PROBLEM TO WORK ON:
Please show every line of the records below that contains the word "pole".

^^^^^^^^

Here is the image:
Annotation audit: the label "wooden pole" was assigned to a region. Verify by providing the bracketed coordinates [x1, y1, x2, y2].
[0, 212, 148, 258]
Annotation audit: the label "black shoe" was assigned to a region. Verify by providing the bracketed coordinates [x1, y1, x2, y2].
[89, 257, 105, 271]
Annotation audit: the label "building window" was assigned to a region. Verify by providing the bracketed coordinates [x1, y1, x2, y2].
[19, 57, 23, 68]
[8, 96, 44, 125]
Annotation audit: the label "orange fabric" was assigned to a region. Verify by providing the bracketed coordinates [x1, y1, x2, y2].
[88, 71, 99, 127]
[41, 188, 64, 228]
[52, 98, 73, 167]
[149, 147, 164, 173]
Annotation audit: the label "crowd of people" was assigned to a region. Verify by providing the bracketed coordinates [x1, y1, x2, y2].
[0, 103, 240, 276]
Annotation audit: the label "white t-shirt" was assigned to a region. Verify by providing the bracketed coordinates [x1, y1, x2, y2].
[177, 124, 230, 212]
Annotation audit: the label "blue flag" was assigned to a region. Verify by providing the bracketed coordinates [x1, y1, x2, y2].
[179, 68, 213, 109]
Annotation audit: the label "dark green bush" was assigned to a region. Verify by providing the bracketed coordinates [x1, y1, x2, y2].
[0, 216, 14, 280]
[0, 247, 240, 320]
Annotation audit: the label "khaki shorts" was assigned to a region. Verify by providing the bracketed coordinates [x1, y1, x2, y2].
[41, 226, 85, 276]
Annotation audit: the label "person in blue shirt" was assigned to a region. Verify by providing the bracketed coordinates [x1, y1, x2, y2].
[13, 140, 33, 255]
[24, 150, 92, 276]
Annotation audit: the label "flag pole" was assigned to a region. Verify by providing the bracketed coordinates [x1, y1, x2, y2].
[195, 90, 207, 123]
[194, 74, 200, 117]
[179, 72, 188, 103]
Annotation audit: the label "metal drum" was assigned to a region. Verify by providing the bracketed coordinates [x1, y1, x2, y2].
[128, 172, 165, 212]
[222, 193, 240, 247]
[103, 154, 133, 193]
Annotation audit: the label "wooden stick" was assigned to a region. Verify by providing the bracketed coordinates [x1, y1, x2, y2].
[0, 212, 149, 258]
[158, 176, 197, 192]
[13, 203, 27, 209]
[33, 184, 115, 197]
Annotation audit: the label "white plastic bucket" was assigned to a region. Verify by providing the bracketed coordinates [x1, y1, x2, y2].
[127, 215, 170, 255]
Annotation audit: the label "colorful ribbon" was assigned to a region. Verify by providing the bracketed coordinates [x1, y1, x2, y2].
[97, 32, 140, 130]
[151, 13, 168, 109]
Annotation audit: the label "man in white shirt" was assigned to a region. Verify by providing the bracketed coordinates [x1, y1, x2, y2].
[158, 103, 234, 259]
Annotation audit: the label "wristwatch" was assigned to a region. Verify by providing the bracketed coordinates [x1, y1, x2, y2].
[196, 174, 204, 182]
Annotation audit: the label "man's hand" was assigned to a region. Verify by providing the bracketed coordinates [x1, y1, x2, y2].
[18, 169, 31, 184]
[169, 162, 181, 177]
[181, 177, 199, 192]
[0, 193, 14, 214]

^^^^^^^^

THE OUTPUT:
Annotation audit: the label "wooden pole" was assigned to a region. Verify by providing the bracketed coordinates [x1, y1, x2, y2].
Annotation audit: the label "flag pole" was assigned to a region. Verify by providing the bracketed coordinates [x1, y1, x2, y2].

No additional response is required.